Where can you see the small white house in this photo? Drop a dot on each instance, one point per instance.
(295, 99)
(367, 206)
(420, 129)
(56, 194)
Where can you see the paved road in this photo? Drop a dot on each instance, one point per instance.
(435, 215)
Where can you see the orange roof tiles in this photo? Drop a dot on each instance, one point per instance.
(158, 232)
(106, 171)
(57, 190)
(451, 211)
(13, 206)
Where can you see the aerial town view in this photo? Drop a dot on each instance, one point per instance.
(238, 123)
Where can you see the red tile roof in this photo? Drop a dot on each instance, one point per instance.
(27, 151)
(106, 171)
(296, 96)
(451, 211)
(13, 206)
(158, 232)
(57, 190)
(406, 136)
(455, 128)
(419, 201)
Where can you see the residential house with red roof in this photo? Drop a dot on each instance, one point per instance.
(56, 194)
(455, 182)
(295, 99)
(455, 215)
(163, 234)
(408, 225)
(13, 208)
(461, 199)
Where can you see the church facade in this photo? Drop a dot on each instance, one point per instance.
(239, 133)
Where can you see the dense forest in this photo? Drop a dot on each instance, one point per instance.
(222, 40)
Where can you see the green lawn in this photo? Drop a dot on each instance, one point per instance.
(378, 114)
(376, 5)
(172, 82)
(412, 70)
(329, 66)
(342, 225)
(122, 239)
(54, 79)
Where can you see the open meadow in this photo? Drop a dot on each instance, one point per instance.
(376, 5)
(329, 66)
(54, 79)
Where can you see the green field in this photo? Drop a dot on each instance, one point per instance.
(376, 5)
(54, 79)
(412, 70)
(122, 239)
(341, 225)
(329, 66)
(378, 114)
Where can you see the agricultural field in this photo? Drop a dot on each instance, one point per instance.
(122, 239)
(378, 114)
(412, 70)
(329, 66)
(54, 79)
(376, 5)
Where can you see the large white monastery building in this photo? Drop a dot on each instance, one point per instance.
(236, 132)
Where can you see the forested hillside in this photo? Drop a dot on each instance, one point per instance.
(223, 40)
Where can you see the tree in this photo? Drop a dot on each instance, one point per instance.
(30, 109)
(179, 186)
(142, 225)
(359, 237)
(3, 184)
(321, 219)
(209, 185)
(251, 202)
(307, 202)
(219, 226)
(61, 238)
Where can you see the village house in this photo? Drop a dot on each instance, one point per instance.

===============

→ **What the exercise asks**: Whatever appears in the data above is to be set down exactly.

→ **Exercise response**:
Where can you see the small white house in this photo? Drop a dot on each instance, one point per instance.
(295, 99)
(367, 206)
(420, 129)
(56, 194)
Where can you see the paved road in this photo? Drop a dot on each instance, one point per instance.
(435, 215)
Where can you see the orange roof tiles in this photo? Drop a dot on each instance, one point per instance.
(158, 232)
(106, 171)
(57, 190)
(451, 211)
(13, 206)
Where can you see the aerial town view in this photo? Drop a dot on each instance, one point per instance.
(238, 123)
Where can you see the red tile roof in this photo? Drop a dot on each instance, one point per instance.
(27, 151)
(106, 171)
(296, 96)
(451, 211)
(13, 206)
(158, 232)
(57, 190)
(406, 136)
(455, 128)
(419, 201)
Where can you see the residential house with red roof in this photo? Drop a dot on each instance, one point per instance.
(56, 194)
(455, 182)
(295, 99)
(455, 215)
(163, 234)
(408, 225)
(13, 208)
(461, 199)
Where can you see the church facade in this photo? Drop a dot on each instance, one point per instance.
(239, 133)
Where can you see the dense forest in this photo? Drop a dot on each instance, one point per instance.
(222, 40)
Where can you see the green lawn in this photo? Drop a dot on each instance, one point per instance.
(378, 114)
(376, 5)
(172, 82)
(412, 70)
(329, 66)
(342, 225)
(122, 239)
(54, 79)
Where can you see the open meadow in this photo? Drop a dot on each instance, one point per instance.
(376, 5)
(329, 66)
(54, 79)
Where can you see the green field in this photo? Drop a dot on each instance, one point per instance.
(376, 5)
(54, 79)
(412, 70)
(122, 239)
(341, 225)
(329, 66)
(378, 114)
Where can you see the agricultural field in this photo? Drop a dot on each instance, one point per instance.
(122, 239)
(378, 114)
(412, 70)
(329, 66)
(54, 79)
(376, 5)
Where can you see the large white monastery building in this photo? Drop a dot on each instance, one point per instance.
(236, 132)
Where can you see the forested hillside in this photo? Drop a dot on each instance, one point per instance.
(223, 40)
Where can you see the tree in this photo? Drop a dot on each instance, one point per instance.
(30, 109)
(179, 186)
(142, 225)
(359, 237)
(3, 184)
(321, 219)
(209, 185)
(251, 202)
(307, 202)
(219, 226)
(61, 238)
Where can you see the village house in this photo? Drop a dot on each instance, one point per instance.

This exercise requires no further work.